Art. 25 – Les ressortissants étrangers doivent être en mesure de présenter les pièces ou documents justificatifs de leur situation, à toute réquisition des agents habilités.
Art. 26 – Les services de sécurité peuvent saisir provisoirement le passeport ou le document de voyage des étrangers en situation irrégulière. Un récépissé valant justification de leur identité leur est délivré jusqu’à ce qu’il soit statué sur leur situation. »
La nouveauté de cette loi ne repose pas seulement sur l’aggravation des peines mais aussi sur, au moins, trois actions.
Les pouvoirs des walis sont renforcés :
« Art. 36 – Sauf régularisation de sa situation administrative, l’étranger qui entre illégalement en Algérie ou qui se trouve en situation de séjour irrégulière sur le territoire algérien peut être reconduit aux frontières par arrêté du wali territorialement compétent. »
La création de “centres d’attente” :
« Art. 37 – Il peut être créé, par voie règlementaire, des centres d’attente, destinés à l’hébergement des ressortissants étrangers en situation irrégulière en attendant leur reconduite à la frontière ou leur transfert vers leur pays d’origine. Le placement d’un étranger dans ces centres peut être ordonné par arrêté du wali territorialement compétent pour une période maximale de trente (30) jours, renouvelable en attendant l’accomplissement des formalités de sa reconduite aux frontières ou son rapatriement vers son pays d’origine»
L’Algérie a réajusté son Code pénal pour lutter contre les migrations irrégulières. Il vise également à pénaliser “el harg”, c’est-à-dire la tentative de rejoindre illégalement les côtes européennes par la mer.
Cette loi est censée adapter la législation algérienne aux différentes conventions, traités et protocoles dont l’Algérie est signataire.
L’épisode regrettable de la directive de Mostaganem révèle des flottements au sein du gouvernement dont les ministres ont semble-t-il des approches diverses auxquelles le souvenir douloureux de la décennie noire n’est pas étranger. A l’évidence à partir de ce trouble, certains milieux en Occident en ont profité pour jeter de l’huile sur le feu.
Le Processus de Rabat
Il convient de rappeler que l’Algérie n’est pas signataire du Processus de Rabat initié par l’Union Européenne, mais elle y siège en qualité d’observateur.

**Tâches à réaliser**
1. Répondez à ces questions sur le texte consacré à la législation algérienne relative aux étrangers :
(a) Selon l'article 37, pour quelle durée maximale le placement d'un étranger dans un centre d'attente peut-il être ordonné ?
(b) Que désigne « el harg » ?
(c) À quel titre l'Algérie siège-t-elle au Processus de Rabat ?
2. Recopiez fidèlement le texte sur la législation algérienne relative aux étrangers, en commençant à « L’Algérie a réajusté » et en terminant à « en qualité d’observateur. ».
3. Poursuivez le texte sur la législation algérienne relative aux étrangers à partir de sa dernière phrase.

**Entrées extraites**
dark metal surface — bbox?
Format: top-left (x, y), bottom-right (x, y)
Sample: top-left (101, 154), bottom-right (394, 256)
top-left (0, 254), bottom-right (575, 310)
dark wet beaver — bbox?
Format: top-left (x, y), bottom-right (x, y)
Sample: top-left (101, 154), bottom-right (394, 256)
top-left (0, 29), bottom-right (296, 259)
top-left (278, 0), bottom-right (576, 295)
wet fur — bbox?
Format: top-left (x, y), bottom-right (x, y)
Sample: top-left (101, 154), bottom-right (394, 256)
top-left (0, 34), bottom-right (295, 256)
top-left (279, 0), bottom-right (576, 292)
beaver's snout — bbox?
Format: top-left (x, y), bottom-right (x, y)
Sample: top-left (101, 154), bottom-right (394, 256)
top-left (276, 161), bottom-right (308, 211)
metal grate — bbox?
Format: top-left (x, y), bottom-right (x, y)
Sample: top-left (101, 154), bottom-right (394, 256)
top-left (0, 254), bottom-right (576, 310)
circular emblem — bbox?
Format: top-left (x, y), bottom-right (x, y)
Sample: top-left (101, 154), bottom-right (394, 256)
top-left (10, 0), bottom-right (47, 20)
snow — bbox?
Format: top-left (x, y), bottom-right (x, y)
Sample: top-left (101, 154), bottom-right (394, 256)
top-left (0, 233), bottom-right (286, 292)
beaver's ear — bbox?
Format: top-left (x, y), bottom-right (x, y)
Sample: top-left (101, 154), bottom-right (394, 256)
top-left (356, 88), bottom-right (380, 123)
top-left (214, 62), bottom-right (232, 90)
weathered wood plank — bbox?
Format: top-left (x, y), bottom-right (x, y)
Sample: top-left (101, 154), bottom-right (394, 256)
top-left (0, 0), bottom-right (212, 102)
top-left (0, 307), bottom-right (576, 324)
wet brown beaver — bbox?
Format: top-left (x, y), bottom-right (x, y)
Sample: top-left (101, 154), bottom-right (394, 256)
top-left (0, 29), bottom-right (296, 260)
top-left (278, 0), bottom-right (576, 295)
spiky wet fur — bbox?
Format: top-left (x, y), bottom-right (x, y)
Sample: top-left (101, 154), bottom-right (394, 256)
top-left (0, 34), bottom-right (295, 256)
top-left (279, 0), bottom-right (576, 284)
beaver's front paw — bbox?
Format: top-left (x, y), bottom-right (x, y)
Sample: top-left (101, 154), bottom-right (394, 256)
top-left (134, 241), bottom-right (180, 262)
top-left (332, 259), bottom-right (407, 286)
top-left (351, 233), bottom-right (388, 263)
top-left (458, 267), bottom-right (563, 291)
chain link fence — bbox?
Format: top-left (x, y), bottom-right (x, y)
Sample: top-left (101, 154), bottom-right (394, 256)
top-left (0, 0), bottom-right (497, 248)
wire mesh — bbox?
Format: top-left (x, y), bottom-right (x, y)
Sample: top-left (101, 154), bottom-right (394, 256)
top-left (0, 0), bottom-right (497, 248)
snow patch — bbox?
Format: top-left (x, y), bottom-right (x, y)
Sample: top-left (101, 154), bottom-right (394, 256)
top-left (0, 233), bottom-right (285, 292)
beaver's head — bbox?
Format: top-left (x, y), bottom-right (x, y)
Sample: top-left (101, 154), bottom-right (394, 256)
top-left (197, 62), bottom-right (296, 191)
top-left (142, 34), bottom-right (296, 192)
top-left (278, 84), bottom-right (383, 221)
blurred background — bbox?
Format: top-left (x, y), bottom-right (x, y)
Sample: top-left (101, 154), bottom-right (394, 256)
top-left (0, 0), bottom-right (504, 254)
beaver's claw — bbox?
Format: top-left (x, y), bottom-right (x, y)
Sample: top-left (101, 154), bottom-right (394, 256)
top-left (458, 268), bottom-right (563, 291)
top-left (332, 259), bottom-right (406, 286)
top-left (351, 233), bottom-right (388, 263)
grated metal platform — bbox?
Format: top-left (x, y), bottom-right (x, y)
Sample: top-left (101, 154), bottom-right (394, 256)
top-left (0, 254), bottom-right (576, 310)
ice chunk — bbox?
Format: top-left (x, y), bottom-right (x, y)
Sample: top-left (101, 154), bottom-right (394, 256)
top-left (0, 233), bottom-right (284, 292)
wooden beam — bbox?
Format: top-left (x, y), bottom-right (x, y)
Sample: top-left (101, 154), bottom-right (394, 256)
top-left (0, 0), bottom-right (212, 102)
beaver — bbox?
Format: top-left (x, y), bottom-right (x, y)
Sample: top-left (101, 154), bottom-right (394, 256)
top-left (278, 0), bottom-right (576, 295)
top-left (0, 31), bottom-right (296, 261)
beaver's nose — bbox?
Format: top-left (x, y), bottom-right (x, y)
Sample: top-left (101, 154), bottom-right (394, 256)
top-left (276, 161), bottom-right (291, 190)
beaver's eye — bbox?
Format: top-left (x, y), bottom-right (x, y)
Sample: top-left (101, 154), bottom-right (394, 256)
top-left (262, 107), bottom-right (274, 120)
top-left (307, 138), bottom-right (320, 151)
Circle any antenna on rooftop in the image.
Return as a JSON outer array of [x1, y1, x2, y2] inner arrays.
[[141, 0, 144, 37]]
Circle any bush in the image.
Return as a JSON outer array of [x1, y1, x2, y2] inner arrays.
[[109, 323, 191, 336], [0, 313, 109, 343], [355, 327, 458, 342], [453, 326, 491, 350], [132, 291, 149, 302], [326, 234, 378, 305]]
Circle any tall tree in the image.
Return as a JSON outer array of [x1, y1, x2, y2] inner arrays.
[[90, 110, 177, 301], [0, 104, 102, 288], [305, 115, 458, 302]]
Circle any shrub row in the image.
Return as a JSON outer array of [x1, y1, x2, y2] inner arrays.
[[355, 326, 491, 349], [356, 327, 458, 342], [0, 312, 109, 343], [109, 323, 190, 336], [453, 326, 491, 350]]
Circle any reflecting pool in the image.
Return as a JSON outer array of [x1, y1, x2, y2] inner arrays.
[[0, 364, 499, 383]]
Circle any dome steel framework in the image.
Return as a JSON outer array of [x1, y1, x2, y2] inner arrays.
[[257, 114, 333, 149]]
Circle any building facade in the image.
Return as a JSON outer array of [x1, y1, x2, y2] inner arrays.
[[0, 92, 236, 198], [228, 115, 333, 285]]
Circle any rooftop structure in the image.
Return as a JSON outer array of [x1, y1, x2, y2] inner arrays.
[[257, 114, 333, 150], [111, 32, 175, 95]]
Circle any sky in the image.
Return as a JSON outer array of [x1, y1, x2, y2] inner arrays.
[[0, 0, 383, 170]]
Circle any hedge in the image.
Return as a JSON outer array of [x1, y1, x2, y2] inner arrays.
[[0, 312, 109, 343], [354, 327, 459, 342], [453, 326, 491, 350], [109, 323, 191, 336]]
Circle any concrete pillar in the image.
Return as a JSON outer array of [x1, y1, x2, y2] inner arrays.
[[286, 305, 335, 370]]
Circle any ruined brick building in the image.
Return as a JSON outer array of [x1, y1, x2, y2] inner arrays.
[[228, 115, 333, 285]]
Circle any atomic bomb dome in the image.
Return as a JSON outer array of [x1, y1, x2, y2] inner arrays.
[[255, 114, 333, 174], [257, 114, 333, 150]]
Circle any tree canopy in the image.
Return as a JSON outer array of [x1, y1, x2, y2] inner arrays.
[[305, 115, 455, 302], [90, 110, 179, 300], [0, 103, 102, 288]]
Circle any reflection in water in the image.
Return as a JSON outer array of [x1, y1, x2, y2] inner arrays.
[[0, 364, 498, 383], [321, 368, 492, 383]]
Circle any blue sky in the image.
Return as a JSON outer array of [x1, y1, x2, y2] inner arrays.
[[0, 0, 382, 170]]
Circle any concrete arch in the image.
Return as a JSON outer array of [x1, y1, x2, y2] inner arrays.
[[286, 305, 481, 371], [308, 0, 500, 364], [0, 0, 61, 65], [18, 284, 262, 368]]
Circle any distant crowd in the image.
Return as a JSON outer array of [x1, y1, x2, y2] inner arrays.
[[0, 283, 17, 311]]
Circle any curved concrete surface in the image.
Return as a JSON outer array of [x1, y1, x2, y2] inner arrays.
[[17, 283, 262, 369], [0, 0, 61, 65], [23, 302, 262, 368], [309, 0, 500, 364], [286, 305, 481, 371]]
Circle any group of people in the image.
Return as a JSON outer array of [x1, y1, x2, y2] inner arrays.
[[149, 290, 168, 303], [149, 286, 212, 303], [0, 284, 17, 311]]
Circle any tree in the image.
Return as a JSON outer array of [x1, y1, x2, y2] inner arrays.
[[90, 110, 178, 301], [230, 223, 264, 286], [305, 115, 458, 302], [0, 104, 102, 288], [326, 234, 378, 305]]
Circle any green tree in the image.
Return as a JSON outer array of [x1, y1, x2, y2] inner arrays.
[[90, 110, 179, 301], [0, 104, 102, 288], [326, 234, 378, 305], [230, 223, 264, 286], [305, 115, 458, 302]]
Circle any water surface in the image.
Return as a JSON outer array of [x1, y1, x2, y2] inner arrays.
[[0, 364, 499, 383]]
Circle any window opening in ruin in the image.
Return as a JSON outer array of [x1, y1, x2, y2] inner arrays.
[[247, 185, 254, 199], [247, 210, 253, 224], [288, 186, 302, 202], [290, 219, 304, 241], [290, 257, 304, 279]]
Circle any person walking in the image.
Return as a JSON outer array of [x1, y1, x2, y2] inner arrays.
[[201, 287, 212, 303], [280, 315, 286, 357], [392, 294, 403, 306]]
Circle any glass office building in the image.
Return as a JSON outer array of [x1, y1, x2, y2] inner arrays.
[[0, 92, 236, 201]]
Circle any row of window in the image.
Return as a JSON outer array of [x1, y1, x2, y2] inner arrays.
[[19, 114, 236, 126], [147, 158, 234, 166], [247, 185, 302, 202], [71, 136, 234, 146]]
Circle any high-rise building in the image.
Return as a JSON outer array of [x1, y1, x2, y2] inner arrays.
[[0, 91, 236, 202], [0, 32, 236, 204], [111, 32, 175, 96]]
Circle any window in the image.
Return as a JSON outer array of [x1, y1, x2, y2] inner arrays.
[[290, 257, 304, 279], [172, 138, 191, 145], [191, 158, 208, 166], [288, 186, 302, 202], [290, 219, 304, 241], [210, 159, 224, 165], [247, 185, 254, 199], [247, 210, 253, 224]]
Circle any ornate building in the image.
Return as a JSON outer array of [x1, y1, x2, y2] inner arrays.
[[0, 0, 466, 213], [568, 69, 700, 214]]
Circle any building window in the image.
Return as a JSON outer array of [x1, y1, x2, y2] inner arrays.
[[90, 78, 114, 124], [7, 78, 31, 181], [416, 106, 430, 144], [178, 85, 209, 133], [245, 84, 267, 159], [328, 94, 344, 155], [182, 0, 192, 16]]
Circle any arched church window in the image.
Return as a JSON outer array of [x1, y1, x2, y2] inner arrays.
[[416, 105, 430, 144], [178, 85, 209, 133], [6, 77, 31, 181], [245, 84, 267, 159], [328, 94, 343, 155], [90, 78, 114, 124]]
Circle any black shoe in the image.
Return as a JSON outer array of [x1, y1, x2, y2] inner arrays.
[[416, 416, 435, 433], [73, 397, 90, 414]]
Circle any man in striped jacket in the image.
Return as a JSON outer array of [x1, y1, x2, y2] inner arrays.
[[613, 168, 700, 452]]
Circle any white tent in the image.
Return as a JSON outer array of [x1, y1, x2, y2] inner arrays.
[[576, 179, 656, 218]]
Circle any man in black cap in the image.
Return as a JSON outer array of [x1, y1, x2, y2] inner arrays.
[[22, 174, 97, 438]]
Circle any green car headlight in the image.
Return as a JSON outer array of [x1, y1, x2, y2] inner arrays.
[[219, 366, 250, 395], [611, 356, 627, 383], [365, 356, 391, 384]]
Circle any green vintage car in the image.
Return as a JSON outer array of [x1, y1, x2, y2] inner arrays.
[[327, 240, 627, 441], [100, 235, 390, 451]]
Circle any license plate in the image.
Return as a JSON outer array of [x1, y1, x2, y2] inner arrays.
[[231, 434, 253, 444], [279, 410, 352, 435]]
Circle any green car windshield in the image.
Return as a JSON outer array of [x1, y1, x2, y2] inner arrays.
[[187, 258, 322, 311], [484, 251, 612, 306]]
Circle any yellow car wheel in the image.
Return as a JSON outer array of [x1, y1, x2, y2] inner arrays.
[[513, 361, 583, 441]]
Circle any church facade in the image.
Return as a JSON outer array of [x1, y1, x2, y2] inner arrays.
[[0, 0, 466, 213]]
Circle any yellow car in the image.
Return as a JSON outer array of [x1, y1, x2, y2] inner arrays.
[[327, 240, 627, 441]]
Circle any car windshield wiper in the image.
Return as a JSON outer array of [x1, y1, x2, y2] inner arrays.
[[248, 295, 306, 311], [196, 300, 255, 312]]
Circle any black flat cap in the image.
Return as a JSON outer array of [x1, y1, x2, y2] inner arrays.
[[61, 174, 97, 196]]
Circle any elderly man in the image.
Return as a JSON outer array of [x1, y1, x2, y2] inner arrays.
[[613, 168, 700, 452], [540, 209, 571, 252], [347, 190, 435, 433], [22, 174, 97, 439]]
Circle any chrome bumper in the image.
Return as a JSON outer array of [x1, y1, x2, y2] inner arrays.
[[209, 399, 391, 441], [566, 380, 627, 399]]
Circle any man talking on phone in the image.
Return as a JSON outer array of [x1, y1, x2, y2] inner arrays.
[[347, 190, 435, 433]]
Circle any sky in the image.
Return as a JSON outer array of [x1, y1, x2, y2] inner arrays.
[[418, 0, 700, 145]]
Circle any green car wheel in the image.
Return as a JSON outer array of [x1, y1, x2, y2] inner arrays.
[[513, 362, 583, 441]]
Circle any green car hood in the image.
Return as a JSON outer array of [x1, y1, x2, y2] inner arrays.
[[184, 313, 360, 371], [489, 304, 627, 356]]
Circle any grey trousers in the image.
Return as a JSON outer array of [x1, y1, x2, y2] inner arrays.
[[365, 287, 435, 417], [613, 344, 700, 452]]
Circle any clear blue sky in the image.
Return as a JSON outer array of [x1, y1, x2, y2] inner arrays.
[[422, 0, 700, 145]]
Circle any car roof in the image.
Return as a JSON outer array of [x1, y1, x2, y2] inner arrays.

**Réponses par tâche**
1.
(a) Pour une période maximale de trente (30) jours, renouvelable.
(b) La tentative de rejoindre illégalement les côtes européennes par la mer.
(c) En qualité d'observateur.

2.
L’Algérie a réajusté son Code pénal pour lutter contre les migrations irrégulières. Il vise également à pénaliser “el harg”, c’est-à-dire la tentative de rejoindre illégalement les côtes européennes par la mer.
Cette loi est censée adapter la législation algérienne aux différentes conventions, traités et protocoles dont l’Algérie est signataire.
L’épisode regrettable de la directive de Mostaganem révèle des flottements au sein du gouvernement dont les ministres ont semble-t-il des approches diverses auxquelles le souvenir douloureux de la décennie noire n’est pas étranger. A l’évidence à partir de ce trouble, certains milieux en Occident en ont profité pour jeter de l’huile sur le feu.
Le Processus de Rabat
Il convient de rappeler que l’Algérie n’est pas signataire du Processus de Rabat initié par l’Union Européenne, mais elle y siège en qualité d’observateur.

3.
Le « Processus de Rabat » a pour objectif de créer un cadre euro-africain de dialogue et de consultation au sein duquel sont mises en œuvre des initiatives concrètes et opérationnelles afin de poursuivre, à la demande de L’Union européenne, une politique de prévention et de réduction des flux croissants de migrants en situation irrégulière depuis l’Afrique sub-saharienne vers l’Europe. Les ministres de plus d’une cinquantaine de pays d’origine, de transit et de destination se sont réunis dans ce but pour la Première Conférence Euro-Africaine sur la Migration et le Développement à Rabat les 10 et 11 juillet 2006 et ont adopté à cette occasion un Plan d’action. Plusieurs autres rencontres ont eu lieu par la suite, notamment le 27 Novembre 2014 à Rome lors de la 4ème Conférence ministérielle euro-africaine sur la migration et le développement qui s’est conclue par l'adoption de la Déclaration de Rome et de son annexe, le Programme de Rome.
L’Algérie participait à cette conférence en qualité d’observateur. Elle n’est pas signataire de la Déclaration de Rome qu’elle n’approuve pas.
L’Algérie accueille à l’hôpital de Djanet les patients des pays riverains.
Pour faire face aux infiltrations jihadistes, l’Algérie sécurise ses 6 343 km de frontières comme j’ai pu personnellement le constater, notamment aux frontières avec le Maroc, la Tunisie et avec la Libye et le Niger dans le Tassili. C’est également le cas ailleurs. Dans le même temps elle continue d’accueillir à l’hôpital de Djanet dans l’Extrême-Sud à la frontière libyenne, des patients des pays limitrophes.